# What this exercise asks
(A) Copy the passage of the outboard motor thread from "If you can find" to "added engine height.".
(B) Write what comes next in the thread about 3-cylinder 25 HP outboards, picking up after its last sentence.

# Start of Document segment

# Suzuki 3 cylinder 25 HP outboard



## lucescoflathead (Aug 18, 2011)

I was reading somewhere that Suzuki built a 3 cylinder 25 Hp outboard. It was supposed to be a pretty hot motor. Can anyone supply me with the specs? Was it a 2 or 4 stroke. Thanks Todd


----------



## DanMC (Aug 18, 2011)

Our 2011 -25 Hp Honda has three cylinders and 552cc displacement,four stroke.Did you google yours ?
Dan


----------



## Pappy (Aug 18, 2011)

If you can find one....Johnson/Evinrude made a family of engines for several years called the Mirage. They were 3-cylinder 2-stroke engines from 25hp to 35hp. The 25hp was built on a 500CC platform originally designated for European class racing. The 35hp was a little larger at 565CC. They are pretty potent for their size and had quite alot of neat features including Quickstart, optical ignition, offset cylinders, TNT on designated models, etc. Am currently running a 25 Mirage on my 15' 6" Gheenoe Classic and first time out it pushed it at 37.5mph on GPS. Have since added a jackplate and just had the prop reworked to take advantage of the added engine height.

# End of Document segment
# Start of Excerpted data

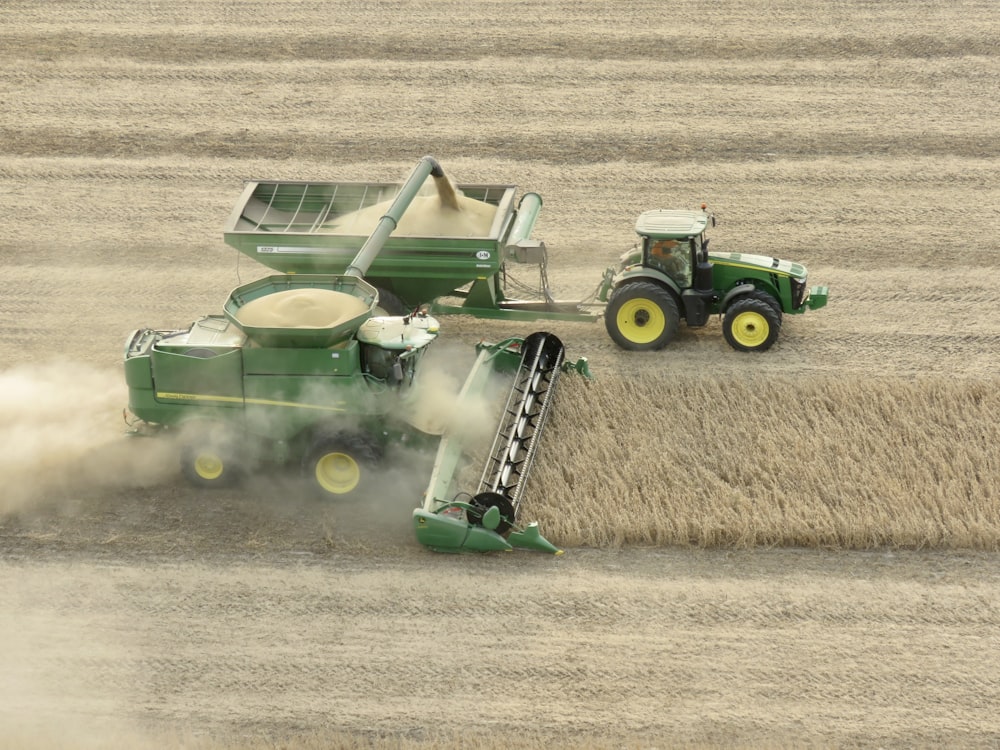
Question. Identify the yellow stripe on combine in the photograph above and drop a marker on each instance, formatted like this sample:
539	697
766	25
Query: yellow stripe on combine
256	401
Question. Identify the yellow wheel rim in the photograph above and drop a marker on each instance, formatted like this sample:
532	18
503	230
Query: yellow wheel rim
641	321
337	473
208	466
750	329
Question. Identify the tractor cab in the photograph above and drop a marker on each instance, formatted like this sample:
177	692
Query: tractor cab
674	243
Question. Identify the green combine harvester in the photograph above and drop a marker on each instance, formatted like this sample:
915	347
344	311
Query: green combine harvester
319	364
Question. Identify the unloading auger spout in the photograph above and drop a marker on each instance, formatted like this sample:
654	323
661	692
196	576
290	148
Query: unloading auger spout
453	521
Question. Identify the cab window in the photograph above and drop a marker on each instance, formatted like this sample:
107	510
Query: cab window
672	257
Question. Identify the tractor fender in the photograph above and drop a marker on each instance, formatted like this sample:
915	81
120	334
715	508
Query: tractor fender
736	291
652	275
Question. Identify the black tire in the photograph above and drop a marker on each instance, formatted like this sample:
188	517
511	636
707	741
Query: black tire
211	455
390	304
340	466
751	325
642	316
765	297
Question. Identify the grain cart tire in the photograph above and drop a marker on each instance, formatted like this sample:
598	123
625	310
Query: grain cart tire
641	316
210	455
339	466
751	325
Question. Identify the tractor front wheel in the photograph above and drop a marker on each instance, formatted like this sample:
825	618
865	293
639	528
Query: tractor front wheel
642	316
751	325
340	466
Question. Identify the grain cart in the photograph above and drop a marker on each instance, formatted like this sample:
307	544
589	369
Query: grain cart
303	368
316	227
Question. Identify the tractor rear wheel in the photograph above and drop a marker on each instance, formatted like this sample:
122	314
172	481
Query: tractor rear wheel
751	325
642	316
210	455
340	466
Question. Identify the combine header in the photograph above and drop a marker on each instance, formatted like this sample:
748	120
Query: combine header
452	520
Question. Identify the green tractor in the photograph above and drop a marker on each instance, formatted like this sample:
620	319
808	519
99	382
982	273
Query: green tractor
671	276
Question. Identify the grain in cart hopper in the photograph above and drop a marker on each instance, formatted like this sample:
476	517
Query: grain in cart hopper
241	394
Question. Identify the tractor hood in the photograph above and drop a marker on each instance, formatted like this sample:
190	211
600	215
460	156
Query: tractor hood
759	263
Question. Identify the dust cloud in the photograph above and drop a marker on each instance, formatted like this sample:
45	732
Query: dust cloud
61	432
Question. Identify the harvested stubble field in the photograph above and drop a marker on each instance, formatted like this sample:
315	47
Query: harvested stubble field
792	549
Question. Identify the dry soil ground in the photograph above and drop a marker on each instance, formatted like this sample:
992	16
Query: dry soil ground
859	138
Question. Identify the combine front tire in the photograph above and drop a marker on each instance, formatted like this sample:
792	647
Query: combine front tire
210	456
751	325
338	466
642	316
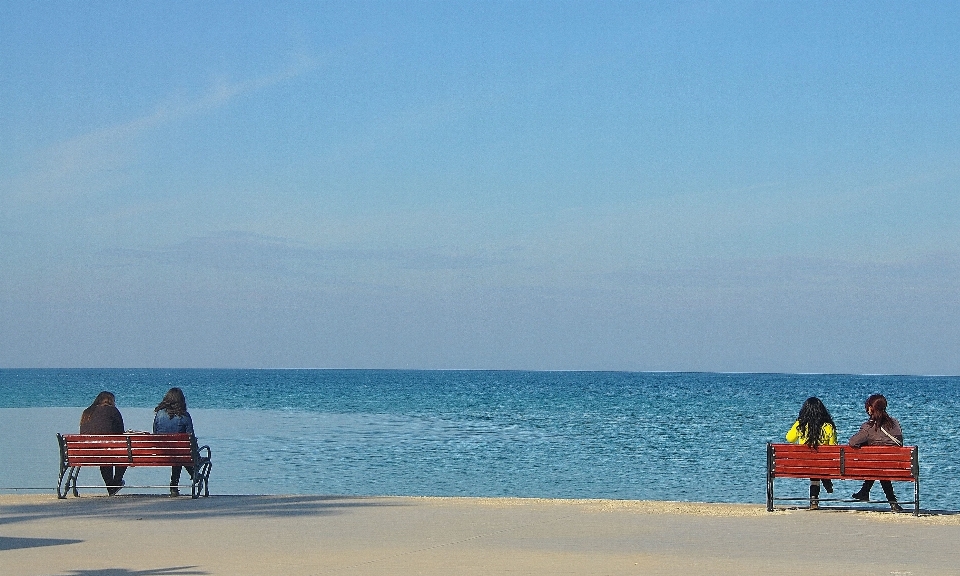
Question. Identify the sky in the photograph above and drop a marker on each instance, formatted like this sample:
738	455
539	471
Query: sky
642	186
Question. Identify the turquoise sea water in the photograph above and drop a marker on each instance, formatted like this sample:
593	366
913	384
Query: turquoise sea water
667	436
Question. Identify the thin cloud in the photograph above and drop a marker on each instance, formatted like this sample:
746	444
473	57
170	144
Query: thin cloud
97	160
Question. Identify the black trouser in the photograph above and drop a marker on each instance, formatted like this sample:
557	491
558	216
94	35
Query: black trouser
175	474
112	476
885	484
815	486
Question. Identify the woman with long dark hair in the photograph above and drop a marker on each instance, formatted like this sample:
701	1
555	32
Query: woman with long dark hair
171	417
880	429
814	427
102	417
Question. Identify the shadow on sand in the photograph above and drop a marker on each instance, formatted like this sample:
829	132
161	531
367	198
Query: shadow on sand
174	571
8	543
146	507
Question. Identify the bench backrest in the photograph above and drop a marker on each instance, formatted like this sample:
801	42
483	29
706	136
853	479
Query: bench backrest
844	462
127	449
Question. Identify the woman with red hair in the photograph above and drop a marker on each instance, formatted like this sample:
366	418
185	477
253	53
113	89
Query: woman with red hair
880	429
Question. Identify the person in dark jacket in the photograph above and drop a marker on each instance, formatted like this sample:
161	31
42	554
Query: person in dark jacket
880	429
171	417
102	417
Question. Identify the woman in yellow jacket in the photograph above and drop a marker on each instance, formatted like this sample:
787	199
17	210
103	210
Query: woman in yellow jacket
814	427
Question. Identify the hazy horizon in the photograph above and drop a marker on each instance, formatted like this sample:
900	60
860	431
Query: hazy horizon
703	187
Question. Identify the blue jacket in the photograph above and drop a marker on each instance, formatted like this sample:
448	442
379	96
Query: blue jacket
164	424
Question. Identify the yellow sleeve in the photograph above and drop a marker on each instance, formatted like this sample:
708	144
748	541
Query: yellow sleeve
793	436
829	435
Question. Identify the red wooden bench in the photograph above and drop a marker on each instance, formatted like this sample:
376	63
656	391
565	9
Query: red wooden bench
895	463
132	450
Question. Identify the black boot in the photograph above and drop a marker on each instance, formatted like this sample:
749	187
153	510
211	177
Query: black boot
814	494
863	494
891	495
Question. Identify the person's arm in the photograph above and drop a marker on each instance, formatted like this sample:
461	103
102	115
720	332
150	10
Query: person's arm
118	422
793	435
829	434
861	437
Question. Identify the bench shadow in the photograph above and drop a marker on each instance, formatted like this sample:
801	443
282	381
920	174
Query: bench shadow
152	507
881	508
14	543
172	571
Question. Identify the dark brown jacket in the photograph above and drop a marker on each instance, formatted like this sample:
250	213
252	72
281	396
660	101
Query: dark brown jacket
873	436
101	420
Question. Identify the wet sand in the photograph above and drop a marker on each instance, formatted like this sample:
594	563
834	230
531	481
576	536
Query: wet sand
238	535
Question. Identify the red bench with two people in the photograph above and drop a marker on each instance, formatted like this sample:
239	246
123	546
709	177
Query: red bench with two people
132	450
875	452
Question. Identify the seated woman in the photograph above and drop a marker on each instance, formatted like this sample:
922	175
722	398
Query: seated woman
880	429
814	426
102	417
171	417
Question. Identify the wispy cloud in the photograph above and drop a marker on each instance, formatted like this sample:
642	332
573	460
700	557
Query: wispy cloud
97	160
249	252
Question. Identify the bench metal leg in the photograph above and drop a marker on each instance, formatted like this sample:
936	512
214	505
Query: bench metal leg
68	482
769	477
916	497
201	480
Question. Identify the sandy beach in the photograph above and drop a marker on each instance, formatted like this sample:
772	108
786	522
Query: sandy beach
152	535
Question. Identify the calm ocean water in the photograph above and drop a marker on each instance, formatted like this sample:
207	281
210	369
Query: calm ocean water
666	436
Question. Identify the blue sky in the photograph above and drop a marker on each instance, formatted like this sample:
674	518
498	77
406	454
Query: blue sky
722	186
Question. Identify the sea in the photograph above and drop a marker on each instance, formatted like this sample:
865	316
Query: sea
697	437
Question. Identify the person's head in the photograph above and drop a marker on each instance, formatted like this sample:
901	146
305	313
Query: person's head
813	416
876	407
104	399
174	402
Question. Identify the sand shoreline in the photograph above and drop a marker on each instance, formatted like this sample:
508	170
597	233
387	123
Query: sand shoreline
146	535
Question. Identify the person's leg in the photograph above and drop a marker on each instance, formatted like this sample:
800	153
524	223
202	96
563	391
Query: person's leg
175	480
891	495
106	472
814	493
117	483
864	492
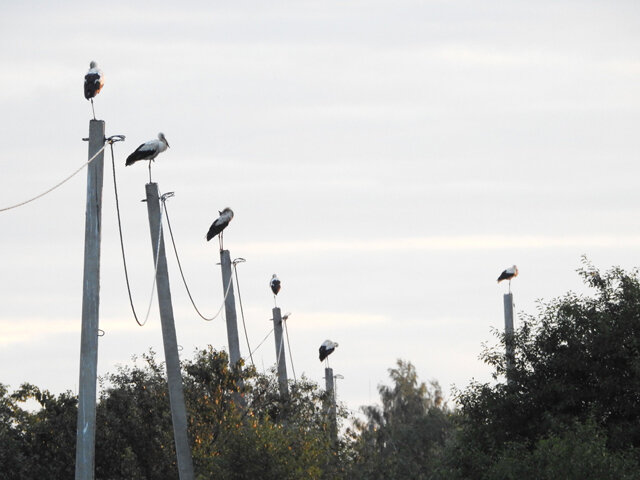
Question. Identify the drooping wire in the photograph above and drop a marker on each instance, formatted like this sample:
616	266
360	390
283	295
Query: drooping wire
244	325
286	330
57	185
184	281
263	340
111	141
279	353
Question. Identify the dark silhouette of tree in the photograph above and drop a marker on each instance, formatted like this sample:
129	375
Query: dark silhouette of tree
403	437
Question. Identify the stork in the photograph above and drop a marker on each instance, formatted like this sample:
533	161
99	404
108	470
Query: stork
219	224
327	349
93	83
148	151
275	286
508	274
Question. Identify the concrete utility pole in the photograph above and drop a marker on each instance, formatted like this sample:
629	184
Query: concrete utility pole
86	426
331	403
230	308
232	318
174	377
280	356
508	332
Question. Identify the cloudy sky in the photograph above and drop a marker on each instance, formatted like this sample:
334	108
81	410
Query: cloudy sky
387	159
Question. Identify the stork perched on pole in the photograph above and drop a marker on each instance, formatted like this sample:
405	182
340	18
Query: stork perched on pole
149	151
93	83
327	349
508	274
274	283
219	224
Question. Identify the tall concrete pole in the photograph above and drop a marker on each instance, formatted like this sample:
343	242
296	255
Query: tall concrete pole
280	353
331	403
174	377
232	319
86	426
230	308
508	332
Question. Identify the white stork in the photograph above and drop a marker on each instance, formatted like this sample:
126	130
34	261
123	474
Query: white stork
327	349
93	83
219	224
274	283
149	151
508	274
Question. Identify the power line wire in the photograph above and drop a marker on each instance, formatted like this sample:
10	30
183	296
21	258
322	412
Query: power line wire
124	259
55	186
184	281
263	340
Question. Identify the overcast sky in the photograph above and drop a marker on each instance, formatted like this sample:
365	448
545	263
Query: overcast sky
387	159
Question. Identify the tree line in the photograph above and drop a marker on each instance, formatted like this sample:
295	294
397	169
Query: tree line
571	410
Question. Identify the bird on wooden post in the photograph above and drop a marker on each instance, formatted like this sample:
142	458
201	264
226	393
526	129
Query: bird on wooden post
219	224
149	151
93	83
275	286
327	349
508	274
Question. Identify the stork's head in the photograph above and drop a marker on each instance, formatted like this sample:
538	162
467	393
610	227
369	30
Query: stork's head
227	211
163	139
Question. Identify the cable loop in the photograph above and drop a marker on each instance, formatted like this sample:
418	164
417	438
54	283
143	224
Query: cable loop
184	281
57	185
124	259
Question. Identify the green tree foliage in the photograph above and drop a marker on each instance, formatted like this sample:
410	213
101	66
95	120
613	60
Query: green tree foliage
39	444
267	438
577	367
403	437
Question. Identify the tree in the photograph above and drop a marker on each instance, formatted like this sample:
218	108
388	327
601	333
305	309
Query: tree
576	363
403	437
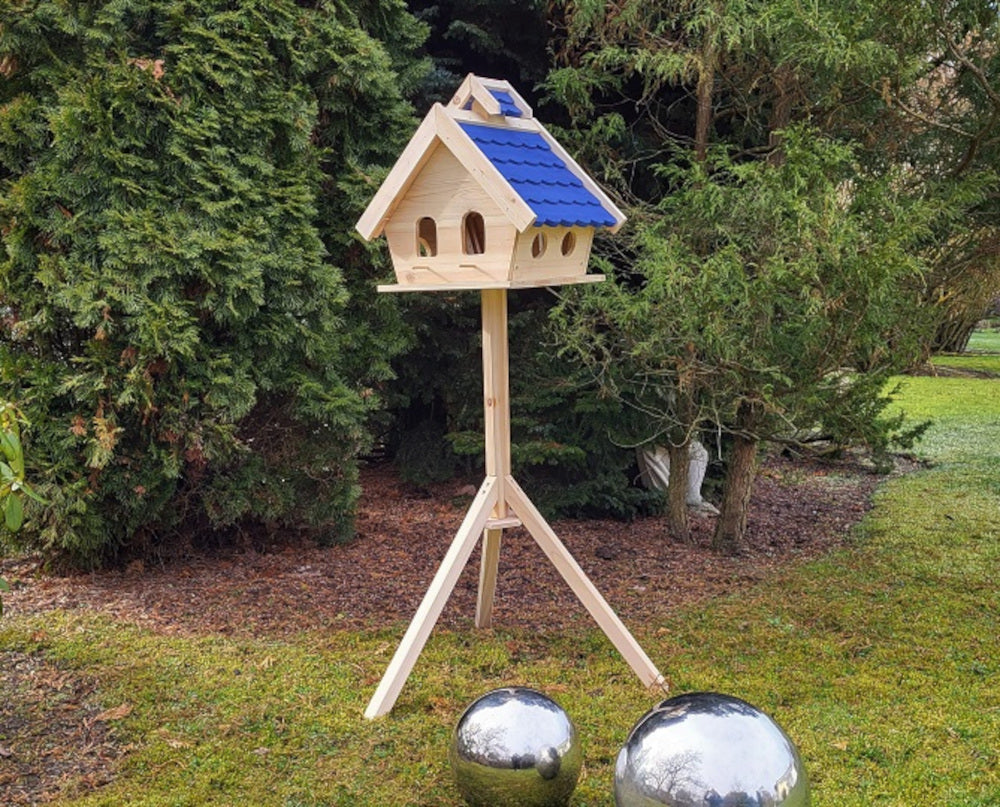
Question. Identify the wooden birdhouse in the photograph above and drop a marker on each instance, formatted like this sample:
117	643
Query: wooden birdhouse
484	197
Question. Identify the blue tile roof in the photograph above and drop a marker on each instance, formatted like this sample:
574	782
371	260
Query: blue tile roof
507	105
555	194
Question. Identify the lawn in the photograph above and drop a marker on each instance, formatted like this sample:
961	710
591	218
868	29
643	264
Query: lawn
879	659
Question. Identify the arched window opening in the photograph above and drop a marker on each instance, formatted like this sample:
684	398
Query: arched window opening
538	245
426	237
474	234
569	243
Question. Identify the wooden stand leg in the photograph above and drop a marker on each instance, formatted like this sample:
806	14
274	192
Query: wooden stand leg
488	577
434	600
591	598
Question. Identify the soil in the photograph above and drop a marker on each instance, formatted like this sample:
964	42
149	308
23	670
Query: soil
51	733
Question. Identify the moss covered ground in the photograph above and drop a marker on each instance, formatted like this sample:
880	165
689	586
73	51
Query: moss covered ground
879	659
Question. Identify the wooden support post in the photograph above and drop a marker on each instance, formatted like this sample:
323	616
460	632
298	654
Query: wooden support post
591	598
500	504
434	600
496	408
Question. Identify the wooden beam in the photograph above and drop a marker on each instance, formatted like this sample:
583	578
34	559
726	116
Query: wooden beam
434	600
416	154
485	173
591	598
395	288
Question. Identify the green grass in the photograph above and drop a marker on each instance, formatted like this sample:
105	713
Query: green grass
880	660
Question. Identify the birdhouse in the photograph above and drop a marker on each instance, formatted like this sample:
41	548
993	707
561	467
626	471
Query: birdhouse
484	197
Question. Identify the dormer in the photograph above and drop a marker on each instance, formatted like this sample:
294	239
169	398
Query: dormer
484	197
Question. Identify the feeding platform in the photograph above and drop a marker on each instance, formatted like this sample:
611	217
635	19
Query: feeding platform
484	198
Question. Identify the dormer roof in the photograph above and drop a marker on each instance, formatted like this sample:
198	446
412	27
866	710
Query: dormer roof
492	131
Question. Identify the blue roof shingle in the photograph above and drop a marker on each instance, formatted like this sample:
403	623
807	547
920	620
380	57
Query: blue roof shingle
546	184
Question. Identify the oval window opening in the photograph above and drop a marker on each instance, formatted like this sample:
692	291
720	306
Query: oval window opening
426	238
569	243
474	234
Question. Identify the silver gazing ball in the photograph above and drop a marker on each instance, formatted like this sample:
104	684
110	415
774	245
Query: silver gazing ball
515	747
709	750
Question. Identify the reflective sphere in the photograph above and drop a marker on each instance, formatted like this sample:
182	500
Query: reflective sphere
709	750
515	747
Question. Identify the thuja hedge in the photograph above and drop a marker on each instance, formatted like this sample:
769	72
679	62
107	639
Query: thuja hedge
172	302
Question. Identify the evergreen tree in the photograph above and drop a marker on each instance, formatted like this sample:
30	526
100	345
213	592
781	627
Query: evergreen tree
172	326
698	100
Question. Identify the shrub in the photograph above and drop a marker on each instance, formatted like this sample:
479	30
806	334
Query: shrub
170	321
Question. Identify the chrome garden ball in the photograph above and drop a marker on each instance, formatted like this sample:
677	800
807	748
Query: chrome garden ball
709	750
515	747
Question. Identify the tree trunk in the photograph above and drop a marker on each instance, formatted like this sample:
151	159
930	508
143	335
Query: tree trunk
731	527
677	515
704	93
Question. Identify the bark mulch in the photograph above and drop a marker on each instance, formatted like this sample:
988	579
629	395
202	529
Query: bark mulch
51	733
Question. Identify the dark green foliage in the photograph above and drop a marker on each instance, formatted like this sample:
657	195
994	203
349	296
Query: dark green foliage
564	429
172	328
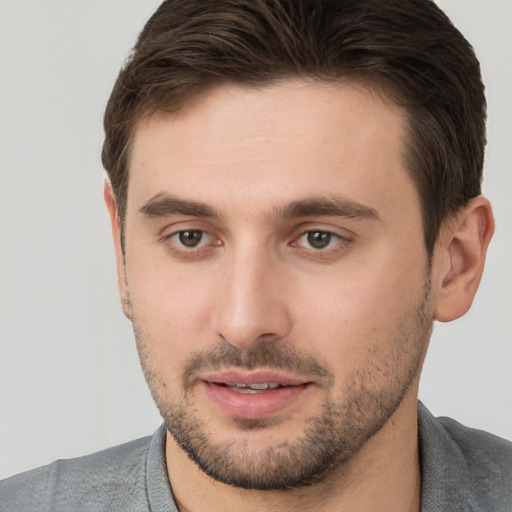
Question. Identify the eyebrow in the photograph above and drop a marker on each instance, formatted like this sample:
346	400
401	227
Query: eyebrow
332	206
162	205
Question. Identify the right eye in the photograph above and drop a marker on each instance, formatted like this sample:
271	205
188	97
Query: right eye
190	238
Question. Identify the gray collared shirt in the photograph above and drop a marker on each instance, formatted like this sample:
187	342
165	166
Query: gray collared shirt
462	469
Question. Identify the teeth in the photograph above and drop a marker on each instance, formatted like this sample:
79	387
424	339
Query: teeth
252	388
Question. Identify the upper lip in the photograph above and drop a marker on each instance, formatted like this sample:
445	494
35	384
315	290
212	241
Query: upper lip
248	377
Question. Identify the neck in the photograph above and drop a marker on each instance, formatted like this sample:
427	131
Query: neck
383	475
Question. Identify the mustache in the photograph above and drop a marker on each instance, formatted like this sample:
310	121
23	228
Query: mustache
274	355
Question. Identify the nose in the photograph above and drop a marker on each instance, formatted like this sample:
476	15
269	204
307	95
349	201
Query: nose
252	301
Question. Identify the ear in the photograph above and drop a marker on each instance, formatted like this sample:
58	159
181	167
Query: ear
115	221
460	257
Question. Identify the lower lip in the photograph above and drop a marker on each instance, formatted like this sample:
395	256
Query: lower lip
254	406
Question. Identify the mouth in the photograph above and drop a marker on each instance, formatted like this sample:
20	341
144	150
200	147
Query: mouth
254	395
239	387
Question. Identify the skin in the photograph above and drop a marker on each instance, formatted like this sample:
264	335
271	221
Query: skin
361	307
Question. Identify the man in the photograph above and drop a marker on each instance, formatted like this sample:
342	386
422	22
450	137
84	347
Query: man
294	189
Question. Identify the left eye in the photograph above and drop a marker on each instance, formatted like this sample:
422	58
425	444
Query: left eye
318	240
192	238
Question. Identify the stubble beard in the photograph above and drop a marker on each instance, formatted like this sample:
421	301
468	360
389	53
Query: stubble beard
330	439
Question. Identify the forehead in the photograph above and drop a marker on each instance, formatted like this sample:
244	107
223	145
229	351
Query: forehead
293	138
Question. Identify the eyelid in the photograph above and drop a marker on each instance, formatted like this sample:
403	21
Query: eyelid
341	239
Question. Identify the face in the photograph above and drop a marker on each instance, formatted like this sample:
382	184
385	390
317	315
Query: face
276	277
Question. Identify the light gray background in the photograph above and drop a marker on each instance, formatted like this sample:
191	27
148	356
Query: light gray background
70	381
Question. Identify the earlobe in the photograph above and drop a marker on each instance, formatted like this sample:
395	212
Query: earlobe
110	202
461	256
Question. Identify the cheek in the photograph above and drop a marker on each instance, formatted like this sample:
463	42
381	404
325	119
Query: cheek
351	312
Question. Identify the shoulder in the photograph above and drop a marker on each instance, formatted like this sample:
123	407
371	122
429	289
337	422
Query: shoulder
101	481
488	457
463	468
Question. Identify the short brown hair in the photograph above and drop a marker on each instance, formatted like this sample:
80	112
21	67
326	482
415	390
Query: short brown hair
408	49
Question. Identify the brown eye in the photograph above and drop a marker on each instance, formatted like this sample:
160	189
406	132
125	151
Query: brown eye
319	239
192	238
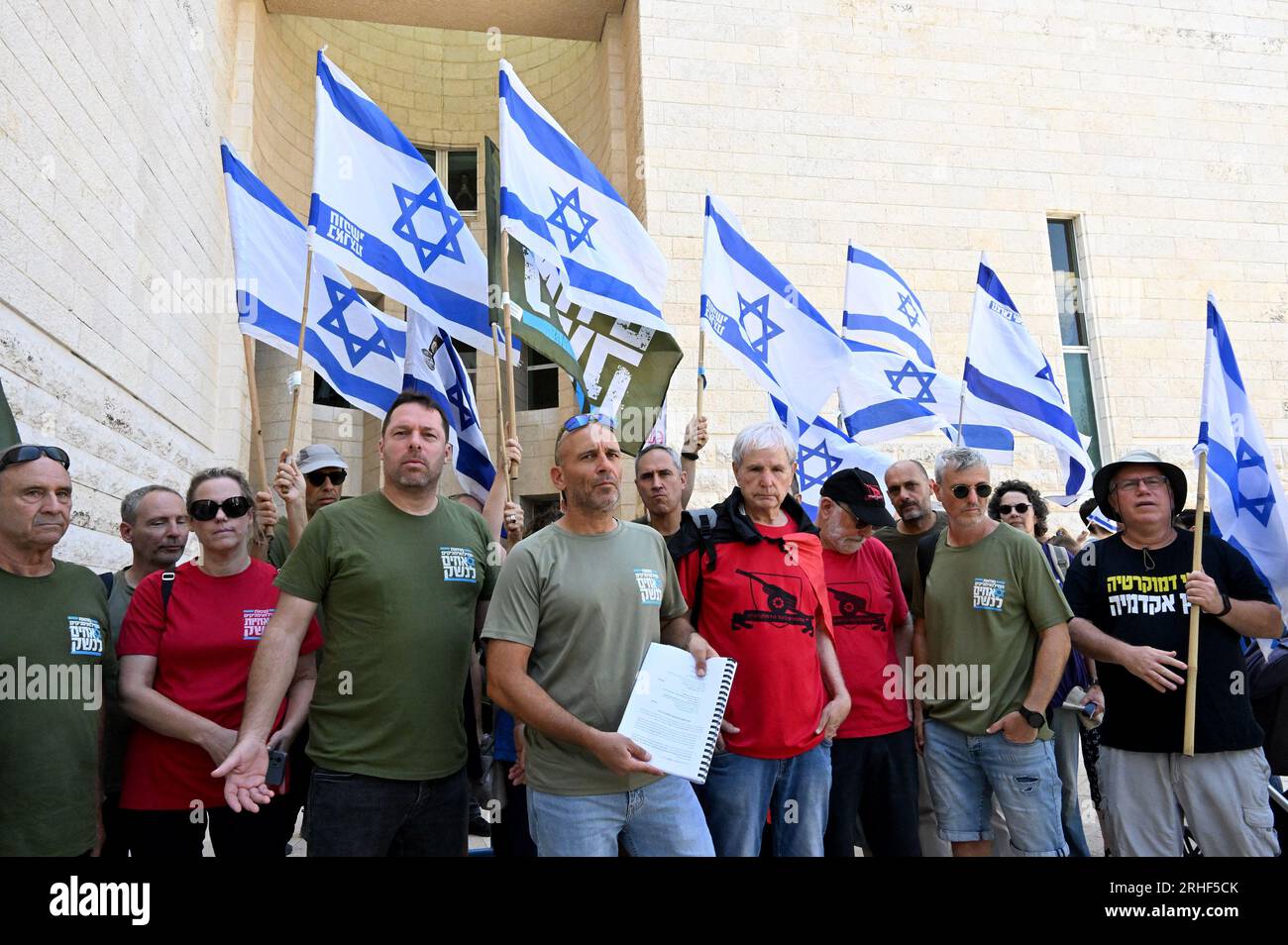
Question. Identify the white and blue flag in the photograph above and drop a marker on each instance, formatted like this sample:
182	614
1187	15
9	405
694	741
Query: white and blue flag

# End of Excerpted data

# Answers to the problems
(A)
If you can find one....Johnson/Evinrude made a family of engines for several years called the Mirage. They were 3-cylinder 2-stroke engines from 25hp to 35hp. The 25hp was built on a 500CC platform originally designated for European class racing. The 35hp was a little larger at 565CC. They are pretty potent for their size and had quite alot of neat features including Quickstart, optical ignition, offset cylinders, TNT on designated models, etc. Am currently running a 25 Mirage on my 15' 6" Gheenoe Classic and first time out it pushed it at 37.5mph on GPS. Have since added a jackplate and just had the prop reworked to take advantage of the added engine height.

(B)
----------



## lucescoflathead (Aug 18, 2011)

Thanks for the replies.


----------



## fastcajun (Aug 18, 2011)

I had one in Highschool on a 18x36 flat bottom. wish i wouldnt have sold it. It would scream, i didnt have a gps but would have to guess a good bit above 40. If youre looking to buy one the best place is craigslist for South Louisiana. They are always for sale down here. They also have a Yamaha 25 3 cyl, Nissan 25 3 cyl. Tohatsu Megas are hot but they are a 40/50 block with tuned down carbs and 25 hp serial numbers and plates on them.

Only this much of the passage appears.